Em 1975, José Miguel Wisniki organizou, para a Editora Cultrix uma seleção de poemas de Gregório de Matos (Poemas escolhidos). Eu vivia na Suécia, onde os livros da Cultrix não costumavam chegar, só se enviados ou levados por alguém. Então, vim a conhecer a seleção e a introdução de JMW em uma nova edição, em 1983, impressa pelo Círculo do Livro. Eu já conhecia algo da obra de Gregório de Matos, incluso o poema que distribuo hoje. Mas fui realmente motivado a saboreá-lo após a leitura pública de "Amo por amar, que é liberdade", peça de Francisco Pereira da Silva (quem não o conhece, precisa conhecer, não se pode falar em teatro brasileiro sem falar do FPS), que põe no palco as falas e a vida de Gregório. A leitura foi um dos pontos altos do Seminário de Dramaturgia "Os malditos", realizado pelo Sindicato dos Artistas, em 1983. A diretora cultural do Sindicato era Luiza Barreto Leite e o idealizador e organizador do Seminário era o Sérgio Sanz, na ocasião, diretor da Escola Dramática Martins Penna.
· · · · ·
## INSTRUÇÕES DAS TAREFAS:
1. No trecho sobre Gregório de Matos, quem era o diretor da Escola Dramática Martins Penna na ocasião do Seminário "Os malditos"?
2. Expresse todas as entradas dos dados de trabalho abaixo como um CSV de duas colunas, "pedido" e "resposta", com uma linha por entrada. Coloque o texto e a resposta de cada entrada, cada um num único campo entre aspas, trocando as quebras de linha por espaços.

## DADOS DE TRABALHO:
· · · · ·
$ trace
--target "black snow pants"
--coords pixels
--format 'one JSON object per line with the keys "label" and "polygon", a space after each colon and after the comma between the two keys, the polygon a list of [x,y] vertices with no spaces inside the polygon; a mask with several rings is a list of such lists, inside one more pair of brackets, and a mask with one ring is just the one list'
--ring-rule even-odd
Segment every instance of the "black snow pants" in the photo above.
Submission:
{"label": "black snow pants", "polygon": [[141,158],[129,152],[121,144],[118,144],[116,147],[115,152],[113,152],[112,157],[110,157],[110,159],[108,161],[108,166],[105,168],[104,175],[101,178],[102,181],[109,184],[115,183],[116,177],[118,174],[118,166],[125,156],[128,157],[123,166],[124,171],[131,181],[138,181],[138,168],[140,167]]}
· · · · ·
## RESPOSTAS:
1. Sérgio Sanz.

2.
pedido,resposta
"$ trace --target ""black snow pants"" --coords pixels --format 'one JSON object per line with the keys ""label"" and ""polygon"", a space after each colon and after the comma between the two keys, the polygon a list of [x,y] vertices with no spaces inside the polygon; a mask with several rings is a list of such lists, inside one more pair of brackets, and a mask with one ring is just the one list' --ring-rule even-odd Segment every instance of the ""black snow pants"" in the photo above. Submission:","{""label"": ""black snow pants"", ""polygon"": [[141,158],[129,152],[121,144],[118,144],[116,147],[115,152],[113,152],[112,157],[110,157],[110,159],[108,161],[108,166],[105,168],[104,175],[101,178],[102,181],[109,184],[115,183],[116,177],[118,174],[118,166],[125,156],[128,157],[123,166],[124,171],[131,181],[138,181],[138,168],[140,167]]}"